-- Stated exercise --
Could you copy out everything in the records below, from the line containing "Target: tree" down to the line containing "[[[108,0],[2,0],[0,4],[1,6],[107,6],[104,1]]]", with both of those lines included?

╭─ The data

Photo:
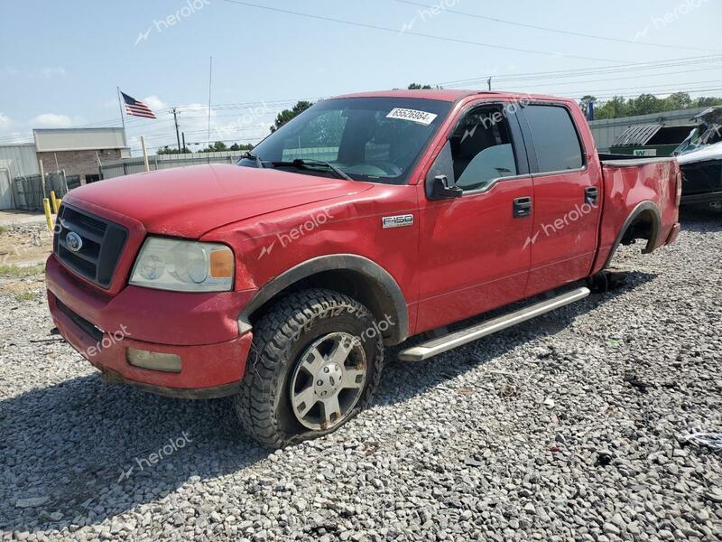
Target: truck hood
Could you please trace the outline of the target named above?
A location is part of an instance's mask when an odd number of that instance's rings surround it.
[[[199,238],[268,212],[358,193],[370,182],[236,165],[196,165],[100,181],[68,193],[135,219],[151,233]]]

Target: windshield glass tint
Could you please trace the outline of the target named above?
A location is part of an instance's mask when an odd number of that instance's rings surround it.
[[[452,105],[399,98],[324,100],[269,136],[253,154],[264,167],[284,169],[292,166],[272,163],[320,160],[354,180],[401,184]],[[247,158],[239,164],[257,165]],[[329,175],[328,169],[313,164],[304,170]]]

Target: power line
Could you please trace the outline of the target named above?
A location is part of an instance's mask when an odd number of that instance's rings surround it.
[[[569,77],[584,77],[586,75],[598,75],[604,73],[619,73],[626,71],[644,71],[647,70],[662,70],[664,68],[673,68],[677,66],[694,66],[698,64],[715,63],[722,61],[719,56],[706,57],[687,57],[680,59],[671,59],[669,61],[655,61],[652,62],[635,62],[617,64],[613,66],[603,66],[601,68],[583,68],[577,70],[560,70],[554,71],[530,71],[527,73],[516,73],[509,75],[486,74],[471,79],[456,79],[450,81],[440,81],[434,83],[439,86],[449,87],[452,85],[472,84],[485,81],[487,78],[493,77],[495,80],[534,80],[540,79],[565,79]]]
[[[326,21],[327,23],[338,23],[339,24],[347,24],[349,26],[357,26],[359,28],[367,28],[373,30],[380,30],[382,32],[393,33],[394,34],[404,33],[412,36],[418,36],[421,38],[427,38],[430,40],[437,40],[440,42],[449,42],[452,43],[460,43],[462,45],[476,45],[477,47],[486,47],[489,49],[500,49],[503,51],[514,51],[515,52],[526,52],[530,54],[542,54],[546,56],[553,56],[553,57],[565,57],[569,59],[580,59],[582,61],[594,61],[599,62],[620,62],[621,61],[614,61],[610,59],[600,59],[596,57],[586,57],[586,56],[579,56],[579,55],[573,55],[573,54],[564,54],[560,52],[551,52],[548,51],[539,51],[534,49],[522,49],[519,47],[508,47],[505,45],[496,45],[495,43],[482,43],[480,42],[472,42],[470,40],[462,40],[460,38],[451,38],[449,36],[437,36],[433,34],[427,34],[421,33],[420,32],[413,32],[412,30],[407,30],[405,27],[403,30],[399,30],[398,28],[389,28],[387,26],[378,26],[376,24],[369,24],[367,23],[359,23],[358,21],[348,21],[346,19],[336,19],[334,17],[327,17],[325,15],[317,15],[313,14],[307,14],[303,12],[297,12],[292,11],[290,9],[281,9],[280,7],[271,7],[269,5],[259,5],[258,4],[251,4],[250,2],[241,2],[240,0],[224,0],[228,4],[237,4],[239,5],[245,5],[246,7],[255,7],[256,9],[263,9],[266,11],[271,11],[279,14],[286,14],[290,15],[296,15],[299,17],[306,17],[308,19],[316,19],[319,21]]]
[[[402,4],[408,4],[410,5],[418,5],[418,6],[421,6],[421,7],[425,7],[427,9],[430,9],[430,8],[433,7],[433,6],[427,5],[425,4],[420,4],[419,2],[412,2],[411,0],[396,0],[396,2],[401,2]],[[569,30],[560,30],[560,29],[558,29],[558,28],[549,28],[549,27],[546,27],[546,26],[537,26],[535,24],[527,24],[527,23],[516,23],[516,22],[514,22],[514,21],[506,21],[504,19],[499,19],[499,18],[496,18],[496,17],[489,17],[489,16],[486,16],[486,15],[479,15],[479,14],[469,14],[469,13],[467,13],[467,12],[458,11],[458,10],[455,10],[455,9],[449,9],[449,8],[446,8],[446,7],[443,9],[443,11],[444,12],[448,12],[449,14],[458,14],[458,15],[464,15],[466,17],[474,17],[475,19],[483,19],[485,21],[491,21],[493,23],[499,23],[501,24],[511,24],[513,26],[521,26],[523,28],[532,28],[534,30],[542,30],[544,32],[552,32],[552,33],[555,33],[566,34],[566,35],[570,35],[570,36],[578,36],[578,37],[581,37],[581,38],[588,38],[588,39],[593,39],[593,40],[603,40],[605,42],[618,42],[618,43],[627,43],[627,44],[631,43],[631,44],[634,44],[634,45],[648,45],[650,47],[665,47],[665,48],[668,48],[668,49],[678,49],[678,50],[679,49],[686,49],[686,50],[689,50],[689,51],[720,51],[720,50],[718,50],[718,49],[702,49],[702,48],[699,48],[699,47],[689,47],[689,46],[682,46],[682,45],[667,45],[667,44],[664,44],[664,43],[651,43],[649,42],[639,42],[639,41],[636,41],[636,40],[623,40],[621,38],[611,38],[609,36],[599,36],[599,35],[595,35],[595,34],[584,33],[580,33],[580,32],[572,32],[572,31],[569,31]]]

╰─
╭─ The data

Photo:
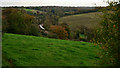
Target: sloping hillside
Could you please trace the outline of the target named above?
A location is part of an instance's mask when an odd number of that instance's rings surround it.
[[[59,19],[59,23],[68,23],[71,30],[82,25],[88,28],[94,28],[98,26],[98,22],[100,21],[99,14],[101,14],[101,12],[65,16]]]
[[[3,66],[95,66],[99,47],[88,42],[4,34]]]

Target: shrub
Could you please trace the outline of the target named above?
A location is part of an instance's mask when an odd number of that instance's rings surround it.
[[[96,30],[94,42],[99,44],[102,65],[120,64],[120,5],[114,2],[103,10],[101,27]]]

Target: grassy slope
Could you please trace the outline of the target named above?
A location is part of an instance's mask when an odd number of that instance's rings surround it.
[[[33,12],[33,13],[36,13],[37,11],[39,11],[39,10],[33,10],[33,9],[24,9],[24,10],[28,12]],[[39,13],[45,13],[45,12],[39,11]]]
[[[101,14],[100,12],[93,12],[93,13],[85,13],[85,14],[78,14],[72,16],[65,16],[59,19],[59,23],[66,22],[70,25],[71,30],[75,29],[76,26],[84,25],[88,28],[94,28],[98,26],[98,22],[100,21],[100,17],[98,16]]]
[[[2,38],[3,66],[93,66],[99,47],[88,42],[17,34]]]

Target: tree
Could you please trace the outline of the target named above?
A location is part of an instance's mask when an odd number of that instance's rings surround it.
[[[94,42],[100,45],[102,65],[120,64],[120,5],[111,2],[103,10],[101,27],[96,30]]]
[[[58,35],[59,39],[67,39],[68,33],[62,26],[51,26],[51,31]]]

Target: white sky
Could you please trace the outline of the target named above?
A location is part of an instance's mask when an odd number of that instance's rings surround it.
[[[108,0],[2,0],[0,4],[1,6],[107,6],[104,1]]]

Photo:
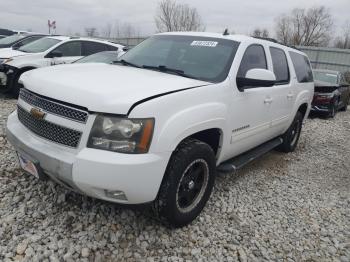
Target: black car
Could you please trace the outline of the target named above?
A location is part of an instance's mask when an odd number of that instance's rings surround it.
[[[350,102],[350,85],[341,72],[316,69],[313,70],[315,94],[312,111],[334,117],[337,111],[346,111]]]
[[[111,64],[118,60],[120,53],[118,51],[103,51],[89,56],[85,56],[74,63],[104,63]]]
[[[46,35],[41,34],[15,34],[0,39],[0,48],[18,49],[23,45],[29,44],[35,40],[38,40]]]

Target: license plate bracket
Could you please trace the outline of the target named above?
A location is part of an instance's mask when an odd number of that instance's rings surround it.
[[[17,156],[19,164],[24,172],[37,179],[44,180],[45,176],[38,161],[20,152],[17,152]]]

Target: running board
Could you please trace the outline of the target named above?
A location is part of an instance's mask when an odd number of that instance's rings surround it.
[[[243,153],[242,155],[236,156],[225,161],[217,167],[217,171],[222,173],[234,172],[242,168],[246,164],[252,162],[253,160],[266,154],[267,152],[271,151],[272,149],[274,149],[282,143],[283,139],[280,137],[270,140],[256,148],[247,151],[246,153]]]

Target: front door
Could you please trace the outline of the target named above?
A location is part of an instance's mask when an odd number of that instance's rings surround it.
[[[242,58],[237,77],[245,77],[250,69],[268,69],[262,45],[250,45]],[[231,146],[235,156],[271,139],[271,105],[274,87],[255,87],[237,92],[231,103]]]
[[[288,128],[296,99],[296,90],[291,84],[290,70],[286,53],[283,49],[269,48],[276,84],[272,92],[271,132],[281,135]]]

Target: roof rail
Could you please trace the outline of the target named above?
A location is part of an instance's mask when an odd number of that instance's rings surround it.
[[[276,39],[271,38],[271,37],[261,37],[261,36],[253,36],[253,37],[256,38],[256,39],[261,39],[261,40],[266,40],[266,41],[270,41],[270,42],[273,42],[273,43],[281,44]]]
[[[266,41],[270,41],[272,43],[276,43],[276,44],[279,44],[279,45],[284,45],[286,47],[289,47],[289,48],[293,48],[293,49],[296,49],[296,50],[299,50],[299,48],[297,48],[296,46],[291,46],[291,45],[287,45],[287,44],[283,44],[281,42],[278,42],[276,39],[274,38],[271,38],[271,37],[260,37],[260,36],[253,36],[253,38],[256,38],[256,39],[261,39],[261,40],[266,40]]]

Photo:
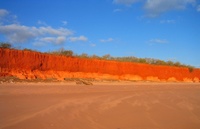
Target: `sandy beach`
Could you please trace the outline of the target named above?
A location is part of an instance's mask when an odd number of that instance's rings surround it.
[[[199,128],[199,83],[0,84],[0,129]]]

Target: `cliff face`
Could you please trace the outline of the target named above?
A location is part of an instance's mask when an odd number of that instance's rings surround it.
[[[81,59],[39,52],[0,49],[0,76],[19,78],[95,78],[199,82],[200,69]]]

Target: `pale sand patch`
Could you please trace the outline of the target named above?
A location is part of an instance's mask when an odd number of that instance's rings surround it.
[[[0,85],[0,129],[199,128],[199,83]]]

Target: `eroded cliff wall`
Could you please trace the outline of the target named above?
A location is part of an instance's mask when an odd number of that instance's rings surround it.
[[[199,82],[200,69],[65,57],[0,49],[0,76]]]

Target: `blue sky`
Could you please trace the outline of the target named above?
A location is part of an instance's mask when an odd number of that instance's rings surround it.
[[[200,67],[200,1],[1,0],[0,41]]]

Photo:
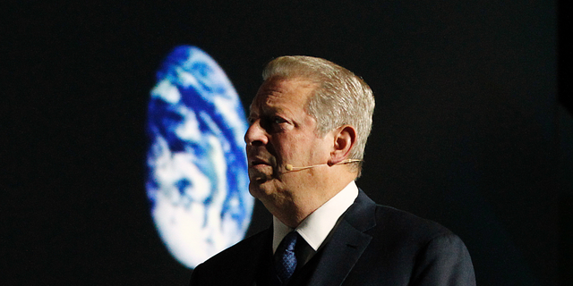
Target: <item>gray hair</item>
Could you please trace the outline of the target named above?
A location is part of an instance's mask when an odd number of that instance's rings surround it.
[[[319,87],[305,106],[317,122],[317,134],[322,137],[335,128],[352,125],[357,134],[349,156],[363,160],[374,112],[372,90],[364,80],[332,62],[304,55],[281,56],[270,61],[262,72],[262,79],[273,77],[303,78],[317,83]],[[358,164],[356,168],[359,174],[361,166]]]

╰─

-- Result --
Target: tree
Could you please trace the outline of the target named above?
A location is part of an instance's mask when an odd number of that instance's rings surround it.
[[[94,42],[100,45],[102,65],[120,64],[120,5],[111,2],[103,10],[101,27],[96,30]]]
[[[58,35],[59,39],[67,39],[68,33],[62,26],[51,26],[51,31]]]

Target: white sky
Could you please trace the outline of the target named above?
A location is part of an instance's mask when an odd number of that instance's rings surround it.
[[[108,0],[2,0],[0,4],[1,6],[107,6],[104,1]]]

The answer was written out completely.